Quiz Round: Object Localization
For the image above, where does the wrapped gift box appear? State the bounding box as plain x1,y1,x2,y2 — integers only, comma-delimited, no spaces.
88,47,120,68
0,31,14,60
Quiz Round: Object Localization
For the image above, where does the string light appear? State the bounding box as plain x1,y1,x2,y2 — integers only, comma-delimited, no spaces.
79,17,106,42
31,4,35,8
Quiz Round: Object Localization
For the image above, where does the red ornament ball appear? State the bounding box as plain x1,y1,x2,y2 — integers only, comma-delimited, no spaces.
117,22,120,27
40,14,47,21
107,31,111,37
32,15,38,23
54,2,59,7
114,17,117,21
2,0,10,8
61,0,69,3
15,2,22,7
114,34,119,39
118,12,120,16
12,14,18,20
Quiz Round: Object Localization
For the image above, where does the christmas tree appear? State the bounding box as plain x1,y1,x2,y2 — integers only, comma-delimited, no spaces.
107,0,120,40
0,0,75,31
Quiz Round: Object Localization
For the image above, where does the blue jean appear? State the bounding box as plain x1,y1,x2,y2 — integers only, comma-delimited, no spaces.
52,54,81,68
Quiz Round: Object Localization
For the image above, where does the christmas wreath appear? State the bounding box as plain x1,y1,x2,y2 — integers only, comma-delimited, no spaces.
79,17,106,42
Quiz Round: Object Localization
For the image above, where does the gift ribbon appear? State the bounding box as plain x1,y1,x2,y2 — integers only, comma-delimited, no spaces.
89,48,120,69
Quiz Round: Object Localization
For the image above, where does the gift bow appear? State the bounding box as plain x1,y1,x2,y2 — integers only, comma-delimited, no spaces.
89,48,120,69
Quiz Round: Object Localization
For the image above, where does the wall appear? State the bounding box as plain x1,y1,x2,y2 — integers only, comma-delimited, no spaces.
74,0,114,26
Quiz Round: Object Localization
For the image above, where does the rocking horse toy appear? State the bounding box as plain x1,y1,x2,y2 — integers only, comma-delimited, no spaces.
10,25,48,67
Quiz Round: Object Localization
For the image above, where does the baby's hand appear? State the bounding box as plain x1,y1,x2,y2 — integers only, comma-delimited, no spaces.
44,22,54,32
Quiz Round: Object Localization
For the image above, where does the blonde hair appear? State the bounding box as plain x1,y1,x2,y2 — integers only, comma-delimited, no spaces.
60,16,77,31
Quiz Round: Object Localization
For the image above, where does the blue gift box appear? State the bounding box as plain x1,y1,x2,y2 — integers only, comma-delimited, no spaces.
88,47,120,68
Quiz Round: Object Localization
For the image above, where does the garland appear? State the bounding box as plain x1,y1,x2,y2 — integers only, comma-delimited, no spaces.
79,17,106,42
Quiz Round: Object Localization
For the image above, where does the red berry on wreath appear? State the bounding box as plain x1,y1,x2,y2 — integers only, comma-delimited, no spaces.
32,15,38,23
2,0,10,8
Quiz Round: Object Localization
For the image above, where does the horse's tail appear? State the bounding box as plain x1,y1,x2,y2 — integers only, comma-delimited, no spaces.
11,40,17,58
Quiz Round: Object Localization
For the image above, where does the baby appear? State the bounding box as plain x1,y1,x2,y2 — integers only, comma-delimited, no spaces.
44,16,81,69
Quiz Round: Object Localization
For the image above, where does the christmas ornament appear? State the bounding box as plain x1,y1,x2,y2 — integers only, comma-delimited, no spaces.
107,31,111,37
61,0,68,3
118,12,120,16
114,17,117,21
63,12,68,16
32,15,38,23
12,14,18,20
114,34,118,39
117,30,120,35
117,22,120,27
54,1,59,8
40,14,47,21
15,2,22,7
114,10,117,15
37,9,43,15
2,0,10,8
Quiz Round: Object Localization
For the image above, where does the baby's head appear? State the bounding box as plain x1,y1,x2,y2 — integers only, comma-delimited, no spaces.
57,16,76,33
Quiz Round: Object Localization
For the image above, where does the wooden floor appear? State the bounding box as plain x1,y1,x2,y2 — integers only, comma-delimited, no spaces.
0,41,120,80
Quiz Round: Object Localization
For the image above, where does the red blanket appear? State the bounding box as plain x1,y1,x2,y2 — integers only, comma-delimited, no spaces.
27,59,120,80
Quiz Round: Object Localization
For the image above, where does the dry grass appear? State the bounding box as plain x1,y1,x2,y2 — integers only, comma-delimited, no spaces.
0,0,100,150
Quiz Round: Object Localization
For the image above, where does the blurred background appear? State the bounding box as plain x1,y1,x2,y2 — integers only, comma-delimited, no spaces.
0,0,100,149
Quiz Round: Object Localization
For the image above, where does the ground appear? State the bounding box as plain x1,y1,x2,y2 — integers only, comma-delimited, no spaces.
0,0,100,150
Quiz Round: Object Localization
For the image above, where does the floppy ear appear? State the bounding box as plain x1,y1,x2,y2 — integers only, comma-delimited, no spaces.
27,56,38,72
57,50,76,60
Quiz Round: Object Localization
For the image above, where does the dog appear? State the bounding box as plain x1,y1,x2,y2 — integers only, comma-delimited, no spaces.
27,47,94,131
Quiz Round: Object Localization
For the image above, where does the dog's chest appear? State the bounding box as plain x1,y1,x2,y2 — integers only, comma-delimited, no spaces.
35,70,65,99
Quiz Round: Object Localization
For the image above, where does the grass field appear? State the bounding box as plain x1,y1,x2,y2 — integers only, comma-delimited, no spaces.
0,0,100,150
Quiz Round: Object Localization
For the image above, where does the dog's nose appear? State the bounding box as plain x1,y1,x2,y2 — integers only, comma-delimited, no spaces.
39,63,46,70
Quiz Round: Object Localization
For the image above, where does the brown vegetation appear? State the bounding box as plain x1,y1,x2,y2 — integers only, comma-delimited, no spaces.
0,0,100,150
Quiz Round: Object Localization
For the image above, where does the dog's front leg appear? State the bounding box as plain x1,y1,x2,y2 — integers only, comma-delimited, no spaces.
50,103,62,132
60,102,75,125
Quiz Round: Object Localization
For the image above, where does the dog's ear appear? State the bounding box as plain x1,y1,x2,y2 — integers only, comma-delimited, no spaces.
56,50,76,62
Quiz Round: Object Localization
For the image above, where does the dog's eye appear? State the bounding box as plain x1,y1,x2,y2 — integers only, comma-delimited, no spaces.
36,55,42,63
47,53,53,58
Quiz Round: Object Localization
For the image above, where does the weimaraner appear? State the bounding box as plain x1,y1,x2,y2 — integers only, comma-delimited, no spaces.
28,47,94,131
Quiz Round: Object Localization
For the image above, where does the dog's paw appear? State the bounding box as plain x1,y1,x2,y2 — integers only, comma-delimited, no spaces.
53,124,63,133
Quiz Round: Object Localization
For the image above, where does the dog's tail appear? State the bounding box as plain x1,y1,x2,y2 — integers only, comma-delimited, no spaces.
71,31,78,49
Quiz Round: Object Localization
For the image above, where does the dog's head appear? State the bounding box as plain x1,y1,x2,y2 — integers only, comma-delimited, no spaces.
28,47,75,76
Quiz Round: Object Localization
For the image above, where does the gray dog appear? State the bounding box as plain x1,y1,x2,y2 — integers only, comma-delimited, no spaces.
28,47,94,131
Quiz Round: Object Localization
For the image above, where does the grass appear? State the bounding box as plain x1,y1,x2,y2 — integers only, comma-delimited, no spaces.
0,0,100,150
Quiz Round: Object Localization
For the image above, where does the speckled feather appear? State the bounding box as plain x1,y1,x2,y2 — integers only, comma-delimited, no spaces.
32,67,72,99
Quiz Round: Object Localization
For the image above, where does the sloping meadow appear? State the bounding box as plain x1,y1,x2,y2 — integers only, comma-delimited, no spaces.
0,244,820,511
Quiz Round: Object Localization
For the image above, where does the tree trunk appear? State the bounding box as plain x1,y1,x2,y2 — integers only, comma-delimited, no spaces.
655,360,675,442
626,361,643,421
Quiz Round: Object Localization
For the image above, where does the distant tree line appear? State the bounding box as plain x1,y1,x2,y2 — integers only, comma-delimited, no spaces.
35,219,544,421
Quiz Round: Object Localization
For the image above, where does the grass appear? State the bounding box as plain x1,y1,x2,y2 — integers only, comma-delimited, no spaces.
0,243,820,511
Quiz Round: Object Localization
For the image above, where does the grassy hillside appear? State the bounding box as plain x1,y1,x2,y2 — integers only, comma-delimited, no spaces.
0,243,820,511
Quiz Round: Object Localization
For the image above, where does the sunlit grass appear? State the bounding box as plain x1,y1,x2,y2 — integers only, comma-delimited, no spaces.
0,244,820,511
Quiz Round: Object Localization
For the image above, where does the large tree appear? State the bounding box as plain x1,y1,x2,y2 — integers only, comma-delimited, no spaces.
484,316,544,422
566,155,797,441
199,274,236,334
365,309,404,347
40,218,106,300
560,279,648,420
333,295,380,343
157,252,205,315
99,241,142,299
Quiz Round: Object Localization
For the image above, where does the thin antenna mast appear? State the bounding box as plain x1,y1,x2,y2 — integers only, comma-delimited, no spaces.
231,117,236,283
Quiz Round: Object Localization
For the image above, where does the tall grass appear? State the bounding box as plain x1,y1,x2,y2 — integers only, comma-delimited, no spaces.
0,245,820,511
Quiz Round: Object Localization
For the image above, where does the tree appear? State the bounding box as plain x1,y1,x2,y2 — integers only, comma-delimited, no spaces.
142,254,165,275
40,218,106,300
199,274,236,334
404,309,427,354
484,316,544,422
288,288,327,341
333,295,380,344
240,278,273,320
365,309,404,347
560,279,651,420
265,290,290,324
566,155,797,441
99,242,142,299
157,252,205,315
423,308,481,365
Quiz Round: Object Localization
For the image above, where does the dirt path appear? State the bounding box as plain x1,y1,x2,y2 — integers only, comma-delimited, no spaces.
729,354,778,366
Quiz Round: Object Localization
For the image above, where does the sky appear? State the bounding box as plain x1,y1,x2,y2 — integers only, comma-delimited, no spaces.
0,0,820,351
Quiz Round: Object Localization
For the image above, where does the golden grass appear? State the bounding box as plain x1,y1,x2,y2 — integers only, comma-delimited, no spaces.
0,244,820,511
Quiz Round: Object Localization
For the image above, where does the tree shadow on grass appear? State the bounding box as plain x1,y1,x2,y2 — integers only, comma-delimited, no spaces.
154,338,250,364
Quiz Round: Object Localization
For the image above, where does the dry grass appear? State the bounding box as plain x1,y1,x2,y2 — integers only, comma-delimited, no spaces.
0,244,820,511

PROBLEM REQUIREMENTS. How many lines in the items above contain the string "tail"? Case counts, and the reply should be the number alone.

OUTPUT FOR THIS EXERCISE. 2